The reported findings show that several factors can influence reasoning performance. Performance can be affected either by the emotion of the individual or the content of the problem or the type of inference.

The effect of emotion might be due to the fact that emotion results in representations in working memory that occupy the same subsystems that are also needed for reasoning (Oaksford et al., 1996 ). The content effect is also interesting since it challenges previous findings. While we found fewer errors in inferences with negative content, Blanchette and Richards ( 2004 ) found that emotions impair reasoning performance no matter whether they are positive or negative.

Experiment 3: spider-phobic participants and conditional reasoning

In contrast to the previous experiments the sample for this experiment was selected from a population with spider phobia. Therefore, it was not necessary to induce emotions as participants were selected for their anxiety with high ecological validity. This was done to expand the findings of the previous experiments in order to see if a difference in performance can be found for participants that already have pre-existing moods in certain situations without any mood induction. Additionally, we were interested in whether content relevant to the illness of such participants has any effect on their reasoning abilities.

Nine spider phobic students (mean age: 22.33 years; range: 20–26 years; 7 female, 2 male) and seven non-phobic control students (mean age: 22.86 years; range: 20–26 years; 7 female) from the University of Giessen participated in the experiment. Participants were selected from a larger sample by means of scores on the Spider Phobia Questionnaire (SPQ; Klorman et al., 1974 ). SPQ scores of spider fearful students ( M = 20.22; SE = 0.878) were significantly higher than those of the non-fearful control students ( M = 2.00; SE = 0.873) [ t (14) = −14.459; p < 0.001]. Each participant received five Euro or a course credit for participation. Moreover, we controlled for participants being no psychology students (thus, no pre-experience with logical reasoning tasks) and all were native German speakers. All participants provided informed written consent.

Design and procedure were similar to that of Experiment 2. Forty-eight reasoning problems consisted of pairs of premises that were followed by a to-be-validated conclusion. However, the content differed because four statements had a spider phobia relevant content, four were generally negative and four neutral. The presentation of the 48 three-term problems was randomized across participants. Examples of the statements are presented in Table ​ Table2 2 .

Directions
1: Answer these questions about the reasoning excerpt:
(a) How many spider-phobic students took part in Experiment 3?
(b) Which instrument was used to select participants from the larger sample?
(c) How many reasoning problems were presented?
2: Copy the part of the reasoning excerpt that begins at "Design and procedure" and stops after "Table ​ Table2 2 .", swapping "neutral" for "positive".
3: Decide whether each statement agrees with the reasoning excerpt. Answer yes or no and quote the deciding words.
(a) Blanchette and Richards found that only negative emotions impair reasoning performance.
(b) All participants in Experiment 3 were native German speakers.
(c) Emotions were induced in the participants of Experiment 3.

Collected data
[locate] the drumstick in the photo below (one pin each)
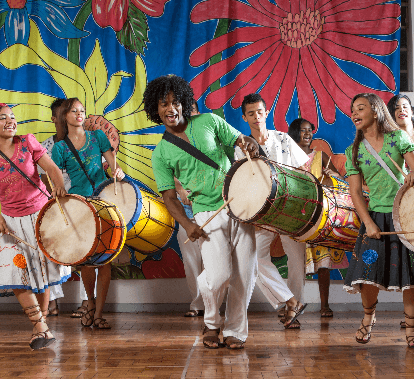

Solutions to the problems
1:
(a) Nine.
(b) The Spider Phobia Questionnaire (SPQ).
(c) Forty-eight.

2:
Design and procedure were similar to that of Experiment 2. Forty-eight reasoning problems consisted of pairs of premises that were followed by a to-be-validated conclusion. However, the content differed because four statements had a spider phobia relevant content, four were generally negative and four positive. The presentation of the 48 three-term problems was randomized across participants. Examples of the statements are presented in Table ​ Table2 2 .

3:
(a) No: "emotions impair reasoning performance no matter whether they are positive or negative"
(b) Yes: "all were native German speakers"
(c) No: "it was not necessary to induce emotions"